▶ **ТЕКСТ ДЛЯ ЧТЕНИЯ**
· · · · · · ·
БЛАГОЧЕСТИЕ ПЕРВЫХ РАВВИНОВ

 
   Дух раввинизма, столь важный при символизации еврейского сознания, порожден стремлением еврейских мудрецов оградить Израиль от соблазнительного влияния иной (греческой) культуры. Между тем раввины не были бы истинными мудрецами, если бы задачу сплочения евреев вокруг их наследия они бы не осуществляли расширением библейских формулировок, что диктовалось изменениями в жизни как Израиля в целом, так и отдельного еврея. Начало раввинической деятельности относят к 5 в. до н.э., к периоду завершения Эзрой редактирования Пятикнижия. Компиляции разнородных "книг мудрости" раввины предпочитали устные и письменные комментарии к Книге, за что получили название "книжников", или "фарисеев" (евр. "параш" – выявлять смысл). Эти многочисленные комментарии к Ветхому Завету со временем обрели значение священной мудрости евреев, – своего рода второй Торы.
   Самым известным из фарисеев оказался Гиллель, родившийся в Вавилоне в 30 г. до н. э. и переселившийся позже в Палестину, где, живя в крайней нищете, этот неправдоподобно благочестивый мудрец добивается признания в качестве выдающегося из "отцов" еврейской учености и основателя либерального раввинизма.
 
   Моисей получил Закон на Синае и передал его Иошуе, который передал его Судьям, которые передали его Пророкам, которые передали его Мужьям Великого Синода. Эти последние учили всегда трем вещам: "Будь осмотрителен при вынесении приговора, окружай себя многими учениками, а также обноси Закон высокой изгородью".
 
   Симеон Справедливый был одним из последних членов Великого Синода. Он любил говаривать: "Мир держится на трех вещах: Законе, Благочестии и Великодушии".
· · · · · · ·
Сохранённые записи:
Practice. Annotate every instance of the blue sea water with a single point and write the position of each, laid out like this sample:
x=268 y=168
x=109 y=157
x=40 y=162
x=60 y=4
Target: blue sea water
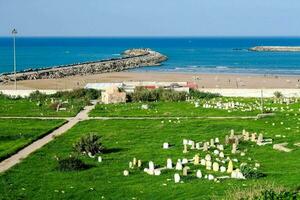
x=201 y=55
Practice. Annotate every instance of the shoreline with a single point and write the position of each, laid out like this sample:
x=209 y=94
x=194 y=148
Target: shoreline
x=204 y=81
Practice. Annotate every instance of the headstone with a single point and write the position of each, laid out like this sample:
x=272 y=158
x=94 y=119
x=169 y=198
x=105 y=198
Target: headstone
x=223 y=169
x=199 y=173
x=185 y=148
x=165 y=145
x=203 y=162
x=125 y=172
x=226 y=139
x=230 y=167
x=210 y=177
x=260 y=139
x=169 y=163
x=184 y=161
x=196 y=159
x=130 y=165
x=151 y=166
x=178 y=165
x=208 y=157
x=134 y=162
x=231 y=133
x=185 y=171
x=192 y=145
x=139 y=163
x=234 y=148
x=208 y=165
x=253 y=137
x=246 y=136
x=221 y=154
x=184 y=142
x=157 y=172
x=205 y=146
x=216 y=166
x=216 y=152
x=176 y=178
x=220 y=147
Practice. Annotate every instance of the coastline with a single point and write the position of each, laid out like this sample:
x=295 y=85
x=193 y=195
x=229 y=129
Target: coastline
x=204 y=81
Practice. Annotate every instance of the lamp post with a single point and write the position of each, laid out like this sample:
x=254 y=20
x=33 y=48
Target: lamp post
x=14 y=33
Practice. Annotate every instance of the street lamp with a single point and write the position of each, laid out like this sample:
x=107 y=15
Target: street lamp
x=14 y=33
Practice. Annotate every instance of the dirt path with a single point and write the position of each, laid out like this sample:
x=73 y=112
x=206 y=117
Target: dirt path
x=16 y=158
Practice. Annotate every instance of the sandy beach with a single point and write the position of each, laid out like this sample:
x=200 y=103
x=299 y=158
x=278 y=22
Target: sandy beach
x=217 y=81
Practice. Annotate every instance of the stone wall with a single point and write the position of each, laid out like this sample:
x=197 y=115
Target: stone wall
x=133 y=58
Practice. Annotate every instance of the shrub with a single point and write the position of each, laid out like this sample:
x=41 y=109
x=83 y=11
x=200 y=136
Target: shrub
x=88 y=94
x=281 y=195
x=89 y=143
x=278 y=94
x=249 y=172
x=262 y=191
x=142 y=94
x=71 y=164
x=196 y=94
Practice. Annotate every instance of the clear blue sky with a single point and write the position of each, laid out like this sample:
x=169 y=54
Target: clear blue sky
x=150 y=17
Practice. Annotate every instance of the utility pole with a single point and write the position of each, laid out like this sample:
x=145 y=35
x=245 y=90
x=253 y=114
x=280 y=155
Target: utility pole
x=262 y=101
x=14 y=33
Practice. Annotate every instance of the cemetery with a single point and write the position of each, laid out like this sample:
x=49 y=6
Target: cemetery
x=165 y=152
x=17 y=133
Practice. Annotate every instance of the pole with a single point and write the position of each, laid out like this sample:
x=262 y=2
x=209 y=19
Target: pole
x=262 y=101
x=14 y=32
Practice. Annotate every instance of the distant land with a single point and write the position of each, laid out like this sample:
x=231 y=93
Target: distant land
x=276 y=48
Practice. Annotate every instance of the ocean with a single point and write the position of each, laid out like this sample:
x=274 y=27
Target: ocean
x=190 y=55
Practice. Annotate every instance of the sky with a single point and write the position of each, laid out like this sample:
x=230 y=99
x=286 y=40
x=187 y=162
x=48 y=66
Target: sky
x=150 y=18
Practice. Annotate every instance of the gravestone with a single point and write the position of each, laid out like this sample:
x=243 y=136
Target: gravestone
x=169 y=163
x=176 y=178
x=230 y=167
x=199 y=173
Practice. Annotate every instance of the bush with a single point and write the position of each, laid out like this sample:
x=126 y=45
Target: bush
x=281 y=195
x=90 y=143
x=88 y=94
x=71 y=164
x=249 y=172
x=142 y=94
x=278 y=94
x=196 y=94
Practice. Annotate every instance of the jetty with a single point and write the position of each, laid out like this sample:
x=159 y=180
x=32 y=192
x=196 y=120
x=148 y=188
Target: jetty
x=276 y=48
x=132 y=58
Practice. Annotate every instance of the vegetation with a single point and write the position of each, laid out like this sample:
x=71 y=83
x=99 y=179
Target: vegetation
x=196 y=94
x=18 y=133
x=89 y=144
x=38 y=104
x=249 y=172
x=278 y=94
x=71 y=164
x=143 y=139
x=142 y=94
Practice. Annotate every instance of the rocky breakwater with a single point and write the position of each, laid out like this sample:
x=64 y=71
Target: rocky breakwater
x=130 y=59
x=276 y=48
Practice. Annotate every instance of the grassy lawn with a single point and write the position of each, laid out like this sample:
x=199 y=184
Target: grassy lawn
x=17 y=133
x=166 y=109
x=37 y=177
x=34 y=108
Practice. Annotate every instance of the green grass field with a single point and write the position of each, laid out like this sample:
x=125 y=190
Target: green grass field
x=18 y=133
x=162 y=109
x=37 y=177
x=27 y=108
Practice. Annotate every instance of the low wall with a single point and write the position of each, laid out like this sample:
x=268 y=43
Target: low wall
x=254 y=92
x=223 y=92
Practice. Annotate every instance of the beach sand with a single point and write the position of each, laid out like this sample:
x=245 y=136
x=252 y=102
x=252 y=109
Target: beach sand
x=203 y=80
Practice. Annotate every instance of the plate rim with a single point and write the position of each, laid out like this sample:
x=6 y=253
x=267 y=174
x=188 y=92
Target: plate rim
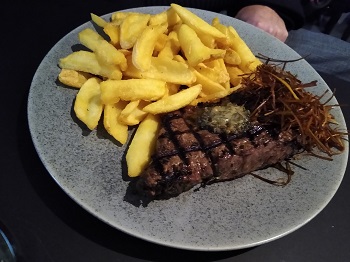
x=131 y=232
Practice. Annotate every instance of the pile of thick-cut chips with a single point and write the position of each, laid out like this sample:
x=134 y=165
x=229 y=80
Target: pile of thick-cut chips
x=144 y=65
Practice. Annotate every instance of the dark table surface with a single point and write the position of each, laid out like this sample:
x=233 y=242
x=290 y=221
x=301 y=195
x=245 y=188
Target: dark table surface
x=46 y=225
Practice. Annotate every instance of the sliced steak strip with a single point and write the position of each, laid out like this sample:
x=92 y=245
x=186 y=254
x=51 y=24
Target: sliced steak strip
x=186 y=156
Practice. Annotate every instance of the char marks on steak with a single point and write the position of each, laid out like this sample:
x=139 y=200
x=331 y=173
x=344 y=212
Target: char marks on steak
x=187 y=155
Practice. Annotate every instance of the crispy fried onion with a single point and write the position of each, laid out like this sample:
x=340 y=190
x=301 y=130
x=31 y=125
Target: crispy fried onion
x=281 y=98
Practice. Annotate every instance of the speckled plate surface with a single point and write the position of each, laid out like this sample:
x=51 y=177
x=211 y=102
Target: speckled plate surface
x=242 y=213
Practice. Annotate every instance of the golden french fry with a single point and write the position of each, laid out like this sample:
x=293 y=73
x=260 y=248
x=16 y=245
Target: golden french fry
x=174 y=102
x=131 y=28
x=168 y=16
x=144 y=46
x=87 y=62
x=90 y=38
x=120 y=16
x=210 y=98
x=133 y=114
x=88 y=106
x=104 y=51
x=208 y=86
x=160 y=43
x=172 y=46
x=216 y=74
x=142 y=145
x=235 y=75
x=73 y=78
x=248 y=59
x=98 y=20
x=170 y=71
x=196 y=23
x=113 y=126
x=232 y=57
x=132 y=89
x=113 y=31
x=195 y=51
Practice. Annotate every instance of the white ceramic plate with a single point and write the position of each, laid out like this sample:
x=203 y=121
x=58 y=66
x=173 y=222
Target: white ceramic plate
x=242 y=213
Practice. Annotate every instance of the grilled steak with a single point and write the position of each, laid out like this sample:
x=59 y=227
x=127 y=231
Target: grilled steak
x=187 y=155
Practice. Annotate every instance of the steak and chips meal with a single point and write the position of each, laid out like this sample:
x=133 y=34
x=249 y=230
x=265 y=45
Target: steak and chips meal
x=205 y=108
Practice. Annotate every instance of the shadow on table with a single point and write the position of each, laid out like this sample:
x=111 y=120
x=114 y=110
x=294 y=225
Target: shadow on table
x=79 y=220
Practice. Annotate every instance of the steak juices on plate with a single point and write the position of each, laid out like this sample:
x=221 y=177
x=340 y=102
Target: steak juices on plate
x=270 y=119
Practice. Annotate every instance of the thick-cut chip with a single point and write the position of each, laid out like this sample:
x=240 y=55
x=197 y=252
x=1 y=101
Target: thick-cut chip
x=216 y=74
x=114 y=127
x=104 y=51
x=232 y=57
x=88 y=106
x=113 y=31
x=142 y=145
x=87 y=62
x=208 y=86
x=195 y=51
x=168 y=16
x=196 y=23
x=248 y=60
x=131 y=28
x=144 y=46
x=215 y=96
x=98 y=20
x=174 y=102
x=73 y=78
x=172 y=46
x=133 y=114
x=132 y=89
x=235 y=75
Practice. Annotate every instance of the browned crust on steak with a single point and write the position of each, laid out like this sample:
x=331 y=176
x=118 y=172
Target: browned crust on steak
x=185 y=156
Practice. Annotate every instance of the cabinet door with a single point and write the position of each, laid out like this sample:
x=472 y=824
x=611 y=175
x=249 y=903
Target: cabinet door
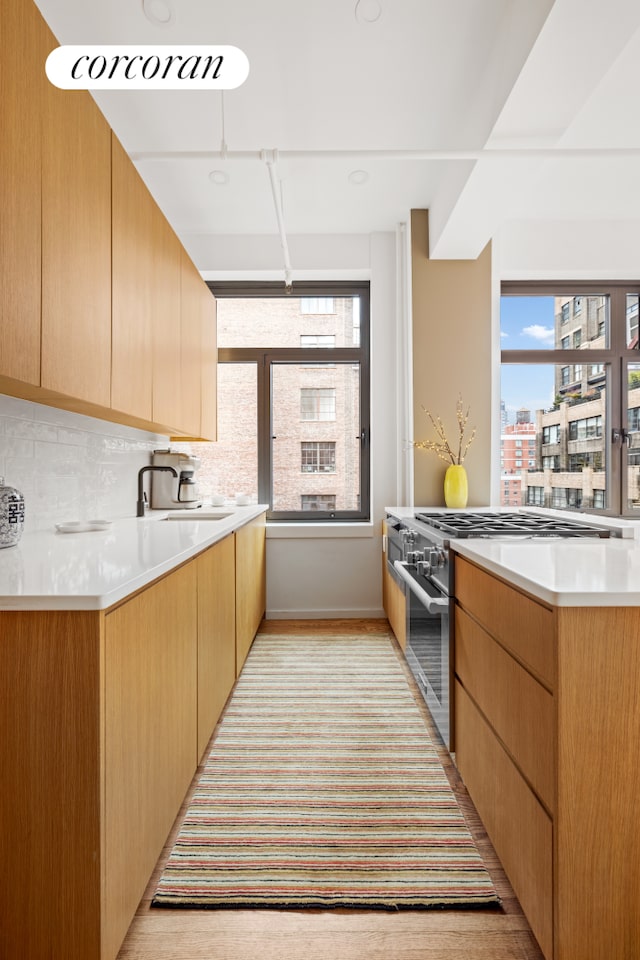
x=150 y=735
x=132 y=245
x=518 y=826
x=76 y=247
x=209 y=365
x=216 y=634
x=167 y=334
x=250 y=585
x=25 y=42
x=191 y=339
· · · · · · ·
▶ **ЗАДАНИЕ 1**
Умножьте на 1,9 координаты в ответах сохранённых записей между строками, содержащими «Practice. Annotate every instance of the plate» и «x=131 y=232», включительно, округлив их до целых (половины в большую сторону). Затем приведите эти строки заново целиком, вместе с формулировками, не меняя чисел в образцах формата и не включая картинки.
▶ **ЗАДАНИЕ 2**
Продолжите, пожалуйста, текст о благочестии первых раввинов, начав сразу после его последнего предложения.

▶ **ОТВЕТ 1**
Practice. Annotate every instance of the plate rim with a single point and write the position of each, laid out like this sample:
x=6 y=253
x=267 y=174
x=188 y=92
Target: plate rim
x=249 y=441

▶ **ОТВЕТ 2**
   Антигонос из Сохо получил Тору от Симеона Справедливого. Его любимым изречением было: "Не уподобляйся слуге, прислуживающему исключительно ради денег, и да будет стеснять тебя страх небесный ".
 
   Потом были Йосе бен Иосиф и Йосе бен Иоханан. Первый из них говаривал: "Пусть дом твой будет обителью Мудрости, и не гнушайся пыли с ее подошв". Второй высказывался так: "Распахни двери обиталища своего перед нищими, а также не забалтывайся с женщиной". Он хотел сказать, что не следует мужчине тратить много времени на беседу с собственной женой, тогда, как с женой ближнего своего болтать без дела и вовсе не пристало.
 
   Потом были Иегошуа бен Перахиа и Ниттан Арбелит. Первый говорил так: "Найди себе учителя или найди друга, а также суди о каждом человеке соответственно его подлинным достоинствам". Последний высказывался: "Сторонись злонамеренного соседа, исправляй ближних своих, если они порочны, и не забывай, что существует возмездие".
 
   Потом были Шемайя и Абталион. Первый говаривал: "Возлюби труд, проникнись ненавистью к тирании, и никогда не находись на виду у сильных мира сего". Второй же так говорил: "Вы, которые мудры, следите за своими словами, иначе ошибетесь и будете высланы туда, где текут отравленные реки, к которым припадут ваши ученики и умрут, и пропадет задаром слава небесная".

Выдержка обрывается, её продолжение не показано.